DATASET
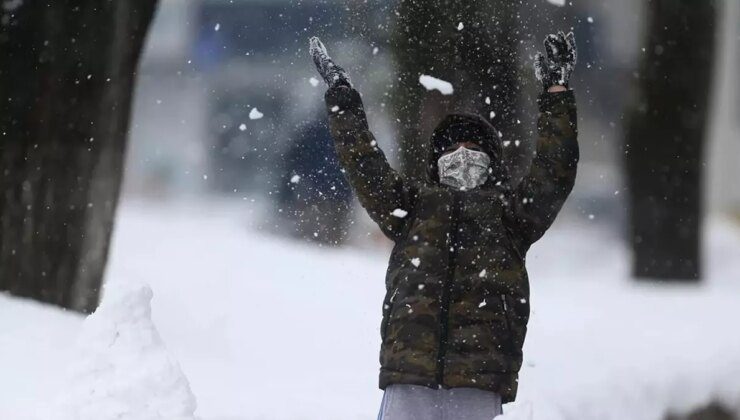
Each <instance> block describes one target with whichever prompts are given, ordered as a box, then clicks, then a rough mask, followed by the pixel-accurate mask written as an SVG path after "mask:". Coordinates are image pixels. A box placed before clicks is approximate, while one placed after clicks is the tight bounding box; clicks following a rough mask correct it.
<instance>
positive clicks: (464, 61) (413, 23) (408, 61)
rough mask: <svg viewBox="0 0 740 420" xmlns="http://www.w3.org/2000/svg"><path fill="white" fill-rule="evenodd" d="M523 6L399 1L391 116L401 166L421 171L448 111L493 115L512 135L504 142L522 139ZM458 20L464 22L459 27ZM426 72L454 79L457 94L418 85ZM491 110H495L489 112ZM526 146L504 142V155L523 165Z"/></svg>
mask: <svg viewBox="0 0 740 420" xmlns="http://www.w3.org/2000/svg"><path fill="white" fill-rule="evenodd" d="M519 5H520V2H514V1H478V0H475V1H464V2H462V1H457V0H430V1H424V2H422V1H411V0H405V1H402V2H401V3H400V5H399V6H398V9H397V11H396V12H397V13H396V14H397V16H398V18H397V21H396V22H395V28H394V31H393V34H392V37H391V47H392V49H393V55H394V59H395V62H396V65H397V70H398V85H397V86H395V88H394V89H393V98H392V102H393V107H394V114H393V115H394V116H395V117H396V118H398V121H397V124H398V132H399V147H400V155H401V165H402V167H403V170H404V173H405V174H406V175H407V176H409V177H411V178H416V179H420V178H422V177H423V176H424V174H425V167H426V159H427V151H428V147H429V136H430V135H431V132H432V130H433V129H434V126H435V125H436V124H437V123H438V122H439V121H440V120H441V119H442V118H443V117H444V116H445V115H446V114H448V113H451V112H472V113H477V114H479V115H482V116H484V117H486V118H489V121H490V122H491V123H492V124H493V125H494V126H495V127H496V128H498V130H499V131H501V132H502V134H503V136H504V138H505V140H509V141H510V143H507V144H511V145H514V144H516V145H519V144H520V143H521V141H523V140H524V124H523V123H522V122H521V121H520V120H523V119H524V118H522V116H520V115H517V110H518V108H519V101H520V98H519V96H520V95H519V93H520V87H519V83H517V77H518V74H519V66H518V61H517V50H518V46H519V31H518V28H519V27H520V26H521V25H520V23H521V22H519V13H518V11H519V7H520V6H519ZM461 22H462V24H463V28H462V30H458V29H457V27H458V24H459V23H461ZM421 74H428V75H430V76H434V77H437V78H440V79H443V80H446V81H448V82H450V83H452V85H453V87H454V89H455V92H454V94H453V95H449V96H445V95H442V94H440V93H439V92H437V91H432V92H427V90H426V89H425V88H424V87H423V86H422V85H421V84H420V83H419V76H420V75H421ZM486 97H489V98H490V104H489V103H486V100H485V98H486ZM491 112H494V113H495V115H494V116H493V117H492V118H491V115H492V114H491ZM517 140H519V141H517ZM524 150H525V148H524V147H522V148H517V147H513V146H512V147H510V148H507V149H506V150H505V151H506V152H507V153H506V158H507V160H508V161H509V162H510V163H521V162H522V160H524V155H525V153H524Z"/></svg>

REQUIRED ACTION
Report back every line of the entries in which "clicks" occurs.

ANSWER SECTION
Each <instance> block describes one target with whichever prompts are given, ordered as a box, then clicks, then a rough mask, followed by the pixel-accurate mask written as an SVG path after "mask:". Coordinates are image pixels. A box placed before clicks is approximate, while one placed after clicks is the tight bounding box; clicks following a rough mask correct it.
positive clicks: (464, 61) (413, 23) (408, 61)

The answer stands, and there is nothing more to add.